#### A block of data

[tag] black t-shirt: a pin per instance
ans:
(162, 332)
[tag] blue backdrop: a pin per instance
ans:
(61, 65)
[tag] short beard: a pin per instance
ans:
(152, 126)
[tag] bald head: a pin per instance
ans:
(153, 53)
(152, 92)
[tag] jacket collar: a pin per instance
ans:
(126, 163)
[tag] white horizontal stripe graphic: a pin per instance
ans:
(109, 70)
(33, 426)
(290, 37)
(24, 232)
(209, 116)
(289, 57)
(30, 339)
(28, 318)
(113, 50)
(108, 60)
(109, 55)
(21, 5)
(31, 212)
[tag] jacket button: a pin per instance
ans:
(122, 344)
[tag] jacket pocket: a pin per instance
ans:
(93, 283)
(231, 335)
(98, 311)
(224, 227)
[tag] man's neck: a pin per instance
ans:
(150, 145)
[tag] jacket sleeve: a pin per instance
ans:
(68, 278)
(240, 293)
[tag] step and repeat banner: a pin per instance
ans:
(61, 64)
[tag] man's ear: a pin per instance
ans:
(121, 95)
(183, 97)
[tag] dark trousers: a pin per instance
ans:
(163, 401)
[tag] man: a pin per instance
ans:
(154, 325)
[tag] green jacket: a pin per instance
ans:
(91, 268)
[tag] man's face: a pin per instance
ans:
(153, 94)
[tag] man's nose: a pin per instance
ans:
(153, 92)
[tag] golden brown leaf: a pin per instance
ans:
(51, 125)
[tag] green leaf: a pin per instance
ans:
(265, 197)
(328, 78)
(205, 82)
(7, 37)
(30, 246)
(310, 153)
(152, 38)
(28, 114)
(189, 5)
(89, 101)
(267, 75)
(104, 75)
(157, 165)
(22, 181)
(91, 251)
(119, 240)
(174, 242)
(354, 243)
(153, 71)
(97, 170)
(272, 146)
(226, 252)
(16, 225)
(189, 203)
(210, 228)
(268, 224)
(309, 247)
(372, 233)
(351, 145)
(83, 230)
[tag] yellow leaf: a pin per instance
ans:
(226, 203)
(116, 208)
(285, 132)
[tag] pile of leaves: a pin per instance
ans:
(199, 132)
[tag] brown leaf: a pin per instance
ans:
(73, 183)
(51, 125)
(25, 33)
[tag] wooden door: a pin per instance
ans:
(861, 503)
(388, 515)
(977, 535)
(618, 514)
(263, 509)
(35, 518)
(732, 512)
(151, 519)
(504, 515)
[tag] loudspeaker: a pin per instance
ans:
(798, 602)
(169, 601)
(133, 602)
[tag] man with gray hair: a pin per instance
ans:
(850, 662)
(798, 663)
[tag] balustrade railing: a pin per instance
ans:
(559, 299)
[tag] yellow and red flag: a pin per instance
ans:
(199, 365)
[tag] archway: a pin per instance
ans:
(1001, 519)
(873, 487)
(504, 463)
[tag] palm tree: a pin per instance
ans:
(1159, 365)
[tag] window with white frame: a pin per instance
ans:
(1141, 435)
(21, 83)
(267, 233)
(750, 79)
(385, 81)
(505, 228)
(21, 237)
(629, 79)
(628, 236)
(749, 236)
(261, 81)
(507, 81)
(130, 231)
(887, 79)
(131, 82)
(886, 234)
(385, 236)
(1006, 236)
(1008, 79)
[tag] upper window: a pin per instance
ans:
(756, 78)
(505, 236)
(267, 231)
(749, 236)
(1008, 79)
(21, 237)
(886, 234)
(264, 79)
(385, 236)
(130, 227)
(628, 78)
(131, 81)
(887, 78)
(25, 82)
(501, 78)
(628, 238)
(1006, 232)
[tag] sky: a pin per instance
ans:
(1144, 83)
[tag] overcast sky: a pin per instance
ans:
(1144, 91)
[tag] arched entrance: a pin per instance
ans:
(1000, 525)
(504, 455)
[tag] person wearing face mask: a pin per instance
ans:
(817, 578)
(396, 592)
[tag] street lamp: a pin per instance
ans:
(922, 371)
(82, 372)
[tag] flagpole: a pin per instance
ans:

#### THE REQUEST
Give the lines exactly as they stand, from the line with "[tag] upper window: a pin per instance" through the end of the material.

#### THE OUTPUT
[tag] upper window: a pin per instance
ans:
(756, 78)
(505, 236)
(267, 231)
(749, 236)
(1008, 79)
(21, 237)
(886, 234)
(264, 79)
(385, 236)
(130, 227)
(628, 78)
(131, 81)
(887, 78)
(25, 82)
(501, 78)
(628, 238)
(1006, 232)
[tag] sky: a pin per instance
ans:
(1144, 83)
[tag] overcast sky: a pin per instance
ans:
(1144, 91)
[tag] arched entrance: a pin per instance
ans:
(1000, 525)
(504, 455)
[tag] person wearing face mask: a pin per instance
ans:
(817, 578)
(396, 592)
[tag] street lamp: a pin per instance
ans:
(922, 371)
(82, 372)
[tag] flagpole: a pin per instance
ans:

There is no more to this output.